-- Materials provided follows --

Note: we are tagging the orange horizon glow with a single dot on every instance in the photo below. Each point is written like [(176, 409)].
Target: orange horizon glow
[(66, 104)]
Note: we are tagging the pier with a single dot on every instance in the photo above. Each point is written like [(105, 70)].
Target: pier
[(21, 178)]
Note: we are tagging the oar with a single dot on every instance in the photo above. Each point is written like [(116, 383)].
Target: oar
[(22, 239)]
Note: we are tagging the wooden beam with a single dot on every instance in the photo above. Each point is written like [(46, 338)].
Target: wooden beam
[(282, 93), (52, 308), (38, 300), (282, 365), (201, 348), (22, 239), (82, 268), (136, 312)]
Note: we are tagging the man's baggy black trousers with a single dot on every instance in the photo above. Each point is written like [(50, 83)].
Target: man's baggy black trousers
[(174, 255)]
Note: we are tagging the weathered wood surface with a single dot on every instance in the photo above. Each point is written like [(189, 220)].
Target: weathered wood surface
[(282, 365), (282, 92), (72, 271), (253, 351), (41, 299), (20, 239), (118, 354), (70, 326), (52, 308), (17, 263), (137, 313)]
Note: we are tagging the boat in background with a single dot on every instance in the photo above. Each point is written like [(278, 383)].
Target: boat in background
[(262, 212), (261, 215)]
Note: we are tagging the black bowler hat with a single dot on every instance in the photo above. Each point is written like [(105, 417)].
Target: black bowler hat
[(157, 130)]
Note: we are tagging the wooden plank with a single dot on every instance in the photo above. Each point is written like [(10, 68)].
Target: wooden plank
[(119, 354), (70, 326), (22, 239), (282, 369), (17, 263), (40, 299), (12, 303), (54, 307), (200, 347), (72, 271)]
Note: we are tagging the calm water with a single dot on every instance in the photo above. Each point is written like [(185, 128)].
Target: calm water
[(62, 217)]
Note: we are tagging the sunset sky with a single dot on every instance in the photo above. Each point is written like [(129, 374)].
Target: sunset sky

-- Materials provided concluded --

◆ Exercise objective ◆
Scan the data, and report each line that uses the word "Note".

◆ Answer to the exercise ◆
Note: we are tagging the orange horizon glow with a single dot on every instance in the photo below. Each point is written like [(176, 409)].
Note: we are tagging the pier with a single dot on every instance in the photo above. Each point is written like [(105, 70)].
Note: we are tagging the oar with a single dot on every instance in the photo above. Each point is written like [(116, 383)].
Note: we are tagging the wooden beam with a single dot on every instance in the photo above. Each point is written like [(46, 338)].
Note: we are tagging the man's baggy black trousers with a single dot on every instance in the photo above. Each point is written like [(50, 83)].
Note: we are tagging the weathered wood surface with a single dot on every instance in the photo above. Each point is written like [(189, 220)].
Note: we are tagging the boat in background with a single dot on every instance in the photo above. Each point is written like [(278, 383)].
Note: we are tagging the black bowler hat with a single dot on every instance in the photo above. Each point is written like [(105, 417)].
Note: we are tagging the wooden plank with a single dot on every instance in the photo above. Each point is written like [(10, 68)].
Note: we are tagging the calm water with a single dot on every instance in the photo above. Each point is written like [(185, 128)].
Note: we are tagging the sunset sky with a single dot on every instance in the photo above. Each point is written like [(129, 374)].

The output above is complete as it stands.